[Source records]
• • • • •

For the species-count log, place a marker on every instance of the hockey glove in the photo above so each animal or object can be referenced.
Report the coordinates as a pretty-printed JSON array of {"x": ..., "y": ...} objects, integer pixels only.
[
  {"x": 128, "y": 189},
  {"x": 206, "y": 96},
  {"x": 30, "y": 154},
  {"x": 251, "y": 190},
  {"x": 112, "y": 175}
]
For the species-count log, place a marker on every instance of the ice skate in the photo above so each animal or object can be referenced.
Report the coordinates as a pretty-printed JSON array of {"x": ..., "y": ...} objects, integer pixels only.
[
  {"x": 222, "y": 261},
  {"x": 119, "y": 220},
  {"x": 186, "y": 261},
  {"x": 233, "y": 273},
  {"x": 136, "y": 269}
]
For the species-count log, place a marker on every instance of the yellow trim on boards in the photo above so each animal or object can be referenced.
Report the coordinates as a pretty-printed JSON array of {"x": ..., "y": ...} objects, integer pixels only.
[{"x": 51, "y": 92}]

• • • • •

__What the exercise asks__. Please retype all of the entries above without changing a single character, keeping them in their original order.

__Correct output__.
For the species-count log, place a marker on every instance of the hockey glove in the photo above so each animal or object can be referenced.
Report the coordinates as a pretty-printed JSON array of {"x": ..., "y": ...} objects, integer pixels only.
[
  {"x": 128, "y": 189},
  {"x": 206, "y": 96},
  {"x": 30, "y": 154},
  {"x": 251, "y": 190},
  {"x": 112, "y": 175}
]
For the species-count log, place a marker on every instance of the ice skate in the photo above so each animal or object can be referenced.
Report the coordinates as a pretty-printed JSON array of {"x": ..., "y": ...} objects, integer pixels only.
[
  {"x": 222, "y": 261},
  {"x": 119, "y": 220},
  {"x": 186, "y": 261},
  {"x": 233, "y": 273},
  {"x": 136, "y": 269}
]
For the species-count log, place a marker on every instance of the yellow trim on boards in the photo above so each animal or object can be referenced.
Report the coordinates as a pretty-printed JSON array of {"x": ..., "y": ...} objects, integer pixels only.
[{"x": 51, "y": 92}]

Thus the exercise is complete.